17 Mart 2011 Perşembe

Hamilelikte Gezi






28 haftalık hamilelikte gezmelere yavaştan son vermek gerekiyormuş. Ama kime göre?
Bebişimle birlikteliğimizde 26. haftayı doldurduğumuz şu günlerde bir yolunu bulsam da bir yere kaçsam diye tilkiler dolaşıyor beynimde. Öte yandan elimde rehber, sırtımda çanta, sabahtan akşama yürüyecek halim yok sokaklarda büyümüş göbeğimle.

Bu haftaki randevumda doğum uzmanına onu sordum; bir yerlere gitmek istesem rapor almam gerekiyormuş diye. Kadıncağız ben senin yerinde olsam gitmezdim, dedi kısaca ki ben sorunsuz hamilelerden biriyim. DVT (deep vein thrombosis) yani bacaklarda oluşan uzun süre oturmaktan ve hareketsizlikten olabilecek olan bir çeşit damar tıkanıklığı yüksek risk taşıyormuş gebeliğin son aylarında. Bu sadece uçakta başımıza gelebilir gibi gelse de, aslında otobüs, araba ve tren yolculuklarında hatta işyerinde uzun süre bilgisayar başında oturmakla bile olabilir. O zaman ne yapmalı saatte bir koltuğa elveda demeli ve yürümeli. Aslında 3 aylık hamileyken Amerika uçuşu için aldığım anti-DVT çorabını mı giysem acaba işe gelirken artık ekstra önlem olarak?

▸ **Sunulan Kayıtlar**
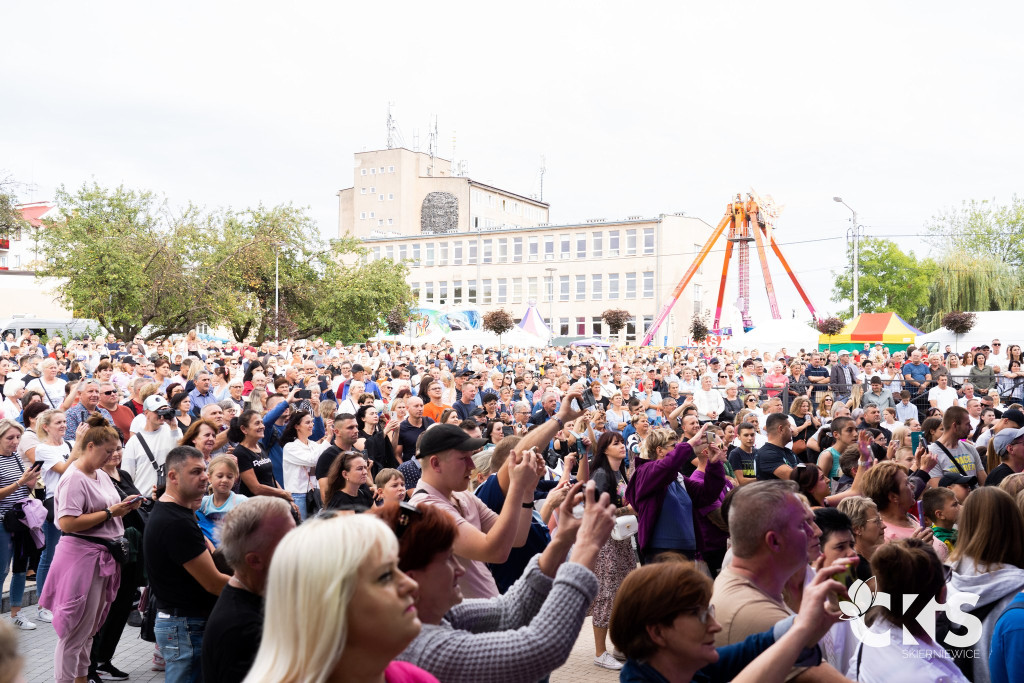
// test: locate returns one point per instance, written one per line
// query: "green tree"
(982, 227)
(971, 283)
(890, 281)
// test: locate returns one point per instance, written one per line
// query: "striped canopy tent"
(889, 329)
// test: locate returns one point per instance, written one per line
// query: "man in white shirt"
(161, 434)
(942, 395)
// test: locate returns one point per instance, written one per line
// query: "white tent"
(772, 335)
(1007, 326)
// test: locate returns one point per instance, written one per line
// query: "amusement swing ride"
(753, 220)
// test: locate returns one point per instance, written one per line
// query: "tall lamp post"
(854, 232)
(551, 301)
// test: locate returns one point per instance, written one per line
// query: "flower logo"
(861, 598)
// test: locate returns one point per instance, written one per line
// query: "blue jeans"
(52, 536)
(17, 581)
(300, 503)
(180, 643)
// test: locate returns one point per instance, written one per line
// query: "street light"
(854, 231)
(551, 301)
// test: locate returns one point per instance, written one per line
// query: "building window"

▸ **Görev Tanımı**
Hamilelikte gezi konulu yazıyı, gösterilen son cümlenin ardından sürdürün.

▸ **Cevap Alanı**
Ayrıca tatile çıkacağımızı düşündüğünden güneşte fazla kalmamam gerektiğini söyledi. Bu Mart kara kışında güneş olsa da görsem diyecektim kendisine; ama kibarlıktan vazgeçemedim. Zaten uzun bir uçuş düşünmediğimizi, en fazla Avrupa’ya bir kaçamak yapacağımızı söyledim.Çok fazla onaylamadı gene de; eğer birşey olursa erken doğum gibi, orada mahsur kalacağımı, doğumu her nerdeysem orada, oranın şartlarıyla yapacağımı ilave etti. Gözüm korkmadı değil; ama bu doğum başlamadan birkaç gün önce hiç ipucu vermez mi ki hemen eve döneyim?

Bunlar da araştırmalarım; THY, Pegasus, EasyJet, BA ve diğer havayolları hamilelikte 28 haftayı doldurduktan sonra uçuş için mutlaka “sağlamdır, uçakta doğurmayacaktır” raporu istiyor. Hem giderken hem de dönerken. Bu raporlar da bir hafta geçerli. Eurostar yolcuyu kendi haline bırakıyor, “istiyorsan gel bin; ama ben sorumluluk almam” diyor. Feribotların çoğu da rapor isteyenlerden. En güzeli benim gibi geç kalmadan, 28 hafta dolmadan son gezileri bitirmek.